● **ACTIVITY**
In the entries that follow, how many lines contain the word "child"? Answer with the number only.

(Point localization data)

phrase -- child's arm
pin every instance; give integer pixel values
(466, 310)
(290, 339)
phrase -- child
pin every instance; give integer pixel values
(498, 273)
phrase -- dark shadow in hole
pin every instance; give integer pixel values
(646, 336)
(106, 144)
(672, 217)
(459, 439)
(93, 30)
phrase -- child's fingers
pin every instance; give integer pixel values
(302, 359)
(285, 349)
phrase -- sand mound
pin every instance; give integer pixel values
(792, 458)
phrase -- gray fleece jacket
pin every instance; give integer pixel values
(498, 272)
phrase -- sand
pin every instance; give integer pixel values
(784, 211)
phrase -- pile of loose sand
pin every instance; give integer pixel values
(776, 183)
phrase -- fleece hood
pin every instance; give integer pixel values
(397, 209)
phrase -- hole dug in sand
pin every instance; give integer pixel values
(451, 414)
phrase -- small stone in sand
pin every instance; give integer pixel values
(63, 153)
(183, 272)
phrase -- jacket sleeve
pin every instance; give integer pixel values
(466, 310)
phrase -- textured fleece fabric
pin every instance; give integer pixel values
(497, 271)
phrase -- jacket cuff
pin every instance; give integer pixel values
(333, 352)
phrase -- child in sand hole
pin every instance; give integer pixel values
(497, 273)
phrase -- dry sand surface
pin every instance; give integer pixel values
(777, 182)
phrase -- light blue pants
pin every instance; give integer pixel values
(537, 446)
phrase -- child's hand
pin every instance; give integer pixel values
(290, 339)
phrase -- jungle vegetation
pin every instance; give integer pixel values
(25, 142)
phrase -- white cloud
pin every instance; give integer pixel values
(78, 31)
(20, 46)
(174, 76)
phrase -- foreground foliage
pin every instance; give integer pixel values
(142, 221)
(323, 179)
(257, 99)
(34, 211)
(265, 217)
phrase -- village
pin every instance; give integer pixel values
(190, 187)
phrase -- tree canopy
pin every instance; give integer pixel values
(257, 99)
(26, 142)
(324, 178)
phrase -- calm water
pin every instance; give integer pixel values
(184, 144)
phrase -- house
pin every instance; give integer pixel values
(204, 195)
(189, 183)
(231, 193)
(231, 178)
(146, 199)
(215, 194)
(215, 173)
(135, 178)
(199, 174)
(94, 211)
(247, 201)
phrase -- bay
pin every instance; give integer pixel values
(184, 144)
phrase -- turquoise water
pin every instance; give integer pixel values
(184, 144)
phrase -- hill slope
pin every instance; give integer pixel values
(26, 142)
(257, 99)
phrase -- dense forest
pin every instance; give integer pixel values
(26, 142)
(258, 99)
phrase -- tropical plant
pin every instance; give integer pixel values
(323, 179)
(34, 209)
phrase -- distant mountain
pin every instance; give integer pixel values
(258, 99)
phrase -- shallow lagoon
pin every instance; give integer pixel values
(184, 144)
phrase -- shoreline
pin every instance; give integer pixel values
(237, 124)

● **EXERCISE RESULT**
5